■ GIVEN EXERCISE ■
List every line in the items below that contains the word "railing", copying each such line in full.

▬▬▬▬▬▬▬▬▬▬

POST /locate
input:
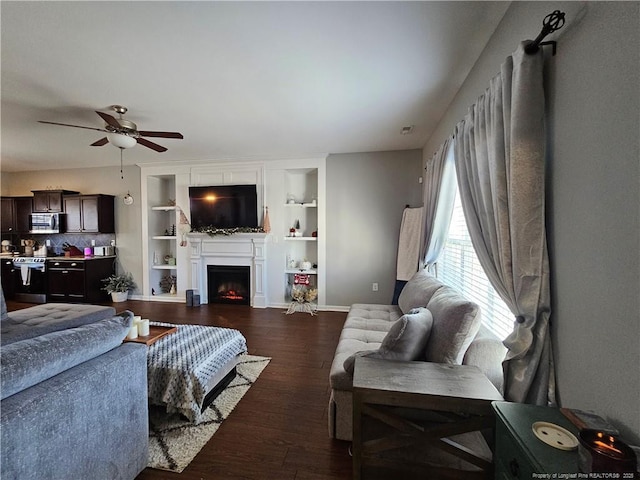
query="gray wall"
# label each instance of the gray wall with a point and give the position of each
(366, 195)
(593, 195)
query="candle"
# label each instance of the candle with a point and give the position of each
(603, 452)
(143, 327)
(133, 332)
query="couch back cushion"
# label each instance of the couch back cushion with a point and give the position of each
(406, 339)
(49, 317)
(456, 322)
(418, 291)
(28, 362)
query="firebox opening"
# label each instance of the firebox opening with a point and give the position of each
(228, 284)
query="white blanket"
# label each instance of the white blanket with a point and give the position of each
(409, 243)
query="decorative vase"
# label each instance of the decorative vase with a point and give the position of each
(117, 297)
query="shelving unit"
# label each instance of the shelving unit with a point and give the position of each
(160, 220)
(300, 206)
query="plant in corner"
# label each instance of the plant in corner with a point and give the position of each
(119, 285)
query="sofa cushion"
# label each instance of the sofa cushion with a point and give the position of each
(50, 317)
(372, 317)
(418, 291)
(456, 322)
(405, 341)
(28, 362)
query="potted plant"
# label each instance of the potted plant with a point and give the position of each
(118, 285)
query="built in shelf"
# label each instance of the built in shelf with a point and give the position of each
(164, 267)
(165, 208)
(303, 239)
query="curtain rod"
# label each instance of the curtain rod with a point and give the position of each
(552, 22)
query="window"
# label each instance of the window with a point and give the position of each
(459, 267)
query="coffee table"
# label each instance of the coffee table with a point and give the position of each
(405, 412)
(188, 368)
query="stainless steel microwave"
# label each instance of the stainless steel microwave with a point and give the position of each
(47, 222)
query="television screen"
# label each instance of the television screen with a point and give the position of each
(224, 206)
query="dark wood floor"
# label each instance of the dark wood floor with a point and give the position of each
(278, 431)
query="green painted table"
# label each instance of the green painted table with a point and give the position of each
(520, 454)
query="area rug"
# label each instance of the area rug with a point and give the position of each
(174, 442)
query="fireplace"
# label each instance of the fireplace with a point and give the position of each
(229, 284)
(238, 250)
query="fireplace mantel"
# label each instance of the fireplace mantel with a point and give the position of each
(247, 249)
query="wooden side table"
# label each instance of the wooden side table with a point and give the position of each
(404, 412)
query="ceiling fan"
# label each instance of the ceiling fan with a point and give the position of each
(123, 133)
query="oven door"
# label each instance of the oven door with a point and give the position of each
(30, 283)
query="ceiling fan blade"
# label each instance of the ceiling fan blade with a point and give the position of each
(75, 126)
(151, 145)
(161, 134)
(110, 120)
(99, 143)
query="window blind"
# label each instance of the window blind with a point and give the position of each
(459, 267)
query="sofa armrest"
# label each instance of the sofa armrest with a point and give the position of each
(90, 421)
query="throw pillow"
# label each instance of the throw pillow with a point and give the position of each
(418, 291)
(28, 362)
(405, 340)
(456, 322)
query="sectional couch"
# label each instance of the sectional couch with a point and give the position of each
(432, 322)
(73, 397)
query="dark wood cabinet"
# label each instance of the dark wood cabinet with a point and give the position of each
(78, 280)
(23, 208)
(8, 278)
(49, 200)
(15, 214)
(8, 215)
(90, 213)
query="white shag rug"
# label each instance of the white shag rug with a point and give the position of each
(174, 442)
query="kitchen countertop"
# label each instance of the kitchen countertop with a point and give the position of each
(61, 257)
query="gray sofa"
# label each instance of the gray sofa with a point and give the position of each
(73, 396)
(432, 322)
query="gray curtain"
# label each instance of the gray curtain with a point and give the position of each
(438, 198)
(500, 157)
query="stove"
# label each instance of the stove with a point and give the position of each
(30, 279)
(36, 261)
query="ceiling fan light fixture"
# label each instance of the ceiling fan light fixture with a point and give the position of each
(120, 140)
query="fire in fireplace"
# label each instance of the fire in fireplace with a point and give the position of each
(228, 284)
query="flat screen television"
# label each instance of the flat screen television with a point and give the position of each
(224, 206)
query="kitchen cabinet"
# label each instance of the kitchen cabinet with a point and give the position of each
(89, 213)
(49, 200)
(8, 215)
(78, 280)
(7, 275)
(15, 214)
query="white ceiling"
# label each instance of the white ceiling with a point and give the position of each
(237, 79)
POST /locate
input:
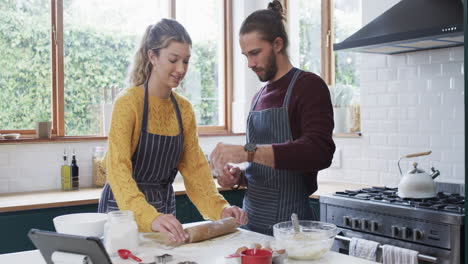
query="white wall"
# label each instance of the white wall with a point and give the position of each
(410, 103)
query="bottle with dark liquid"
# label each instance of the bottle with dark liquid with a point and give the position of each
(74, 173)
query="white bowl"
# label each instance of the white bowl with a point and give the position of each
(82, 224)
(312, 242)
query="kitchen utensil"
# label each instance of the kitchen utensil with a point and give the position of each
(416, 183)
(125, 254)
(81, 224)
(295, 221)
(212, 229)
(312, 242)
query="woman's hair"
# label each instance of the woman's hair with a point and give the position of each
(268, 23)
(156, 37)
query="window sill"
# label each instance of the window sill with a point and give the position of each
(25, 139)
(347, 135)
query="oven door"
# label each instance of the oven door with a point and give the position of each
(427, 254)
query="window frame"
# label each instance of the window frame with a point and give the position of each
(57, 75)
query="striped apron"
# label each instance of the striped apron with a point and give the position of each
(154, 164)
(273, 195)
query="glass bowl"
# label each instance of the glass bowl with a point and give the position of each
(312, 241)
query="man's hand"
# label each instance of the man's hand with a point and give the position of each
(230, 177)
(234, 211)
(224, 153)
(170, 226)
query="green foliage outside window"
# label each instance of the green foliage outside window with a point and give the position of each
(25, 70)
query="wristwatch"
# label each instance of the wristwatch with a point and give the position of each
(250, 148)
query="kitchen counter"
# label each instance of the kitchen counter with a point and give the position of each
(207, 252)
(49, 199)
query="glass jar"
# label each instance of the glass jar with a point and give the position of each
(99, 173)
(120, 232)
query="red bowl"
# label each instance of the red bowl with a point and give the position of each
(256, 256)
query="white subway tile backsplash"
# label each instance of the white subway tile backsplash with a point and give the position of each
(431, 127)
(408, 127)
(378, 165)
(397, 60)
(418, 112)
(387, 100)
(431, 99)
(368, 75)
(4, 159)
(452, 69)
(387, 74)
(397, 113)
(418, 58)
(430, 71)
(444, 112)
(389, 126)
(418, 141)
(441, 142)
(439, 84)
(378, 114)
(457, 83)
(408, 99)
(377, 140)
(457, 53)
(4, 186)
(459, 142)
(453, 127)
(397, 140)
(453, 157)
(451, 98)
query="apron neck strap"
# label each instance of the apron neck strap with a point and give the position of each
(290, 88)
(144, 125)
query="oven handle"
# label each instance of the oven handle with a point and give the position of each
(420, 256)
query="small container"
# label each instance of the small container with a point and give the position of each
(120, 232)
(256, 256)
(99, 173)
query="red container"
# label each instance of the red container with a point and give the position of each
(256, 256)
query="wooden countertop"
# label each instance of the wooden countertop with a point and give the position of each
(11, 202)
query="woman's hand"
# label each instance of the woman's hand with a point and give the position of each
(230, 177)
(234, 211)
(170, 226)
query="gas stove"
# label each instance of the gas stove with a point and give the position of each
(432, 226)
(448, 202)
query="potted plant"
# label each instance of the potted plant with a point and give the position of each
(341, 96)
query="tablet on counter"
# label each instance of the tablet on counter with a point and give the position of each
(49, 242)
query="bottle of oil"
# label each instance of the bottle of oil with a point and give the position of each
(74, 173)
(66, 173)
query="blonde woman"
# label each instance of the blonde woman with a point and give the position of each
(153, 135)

▬▬▬▬▬▬▬▬▬▬

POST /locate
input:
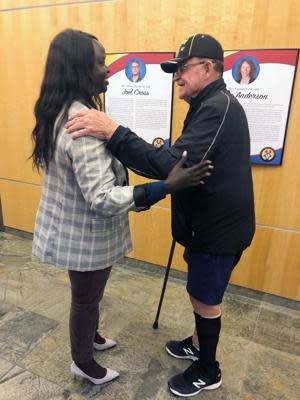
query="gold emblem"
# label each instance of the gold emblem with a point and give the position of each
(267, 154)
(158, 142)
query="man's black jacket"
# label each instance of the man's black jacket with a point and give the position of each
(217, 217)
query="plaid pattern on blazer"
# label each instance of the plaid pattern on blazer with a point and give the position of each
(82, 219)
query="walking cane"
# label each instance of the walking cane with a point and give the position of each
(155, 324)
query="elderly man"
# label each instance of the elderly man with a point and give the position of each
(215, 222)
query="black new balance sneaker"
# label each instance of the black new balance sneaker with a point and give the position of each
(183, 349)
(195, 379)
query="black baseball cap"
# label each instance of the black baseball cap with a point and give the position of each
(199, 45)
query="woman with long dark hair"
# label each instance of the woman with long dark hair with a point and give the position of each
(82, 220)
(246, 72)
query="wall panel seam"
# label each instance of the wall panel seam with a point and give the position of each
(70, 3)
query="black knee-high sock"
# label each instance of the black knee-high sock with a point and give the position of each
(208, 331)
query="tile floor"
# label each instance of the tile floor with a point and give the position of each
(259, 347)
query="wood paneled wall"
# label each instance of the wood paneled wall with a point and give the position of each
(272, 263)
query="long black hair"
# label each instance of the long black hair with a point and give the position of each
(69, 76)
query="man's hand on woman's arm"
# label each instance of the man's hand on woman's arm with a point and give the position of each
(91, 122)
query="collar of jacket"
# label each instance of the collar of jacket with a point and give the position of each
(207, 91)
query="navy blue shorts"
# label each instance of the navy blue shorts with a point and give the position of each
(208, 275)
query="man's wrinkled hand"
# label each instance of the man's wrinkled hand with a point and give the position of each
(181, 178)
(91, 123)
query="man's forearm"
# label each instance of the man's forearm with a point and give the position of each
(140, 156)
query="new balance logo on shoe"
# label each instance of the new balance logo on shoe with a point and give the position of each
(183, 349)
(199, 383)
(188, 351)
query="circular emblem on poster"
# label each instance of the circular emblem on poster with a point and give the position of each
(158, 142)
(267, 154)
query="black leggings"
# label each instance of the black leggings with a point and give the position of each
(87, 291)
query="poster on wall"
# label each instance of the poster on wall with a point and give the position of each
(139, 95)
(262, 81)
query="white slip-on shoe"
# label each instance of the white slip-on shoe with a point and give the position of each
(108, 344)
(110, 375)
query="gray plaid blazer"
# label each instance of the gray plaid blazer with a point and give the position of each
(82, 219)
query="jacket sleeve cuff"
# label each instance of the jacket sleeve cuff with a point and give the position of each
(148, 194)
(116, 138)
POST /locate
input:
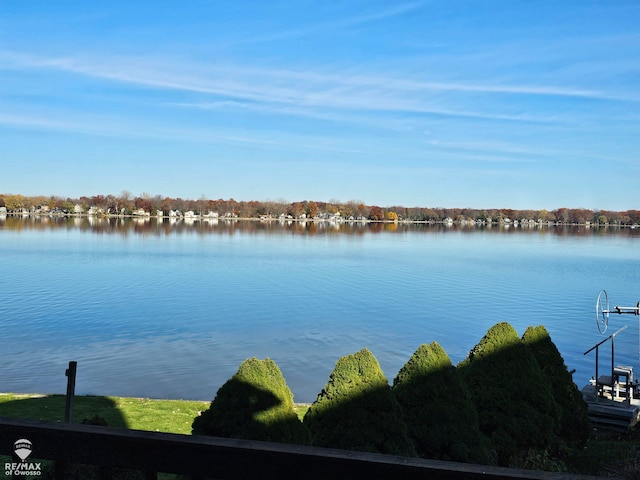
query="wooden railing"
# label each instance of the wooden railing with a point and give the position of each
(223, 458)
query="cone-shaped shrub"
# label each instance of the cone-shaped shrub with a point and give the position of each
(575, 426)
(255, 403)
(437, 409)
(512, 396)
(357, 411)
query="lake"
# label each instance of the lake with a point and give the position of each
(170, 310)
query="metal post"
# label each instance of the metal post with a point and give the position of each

▬▬▬▬▬▬▬▬▬▬

■ TASK RESPONSE ■
query="wooden railing"
# label each instance of the wooden railing with a point and give the position of each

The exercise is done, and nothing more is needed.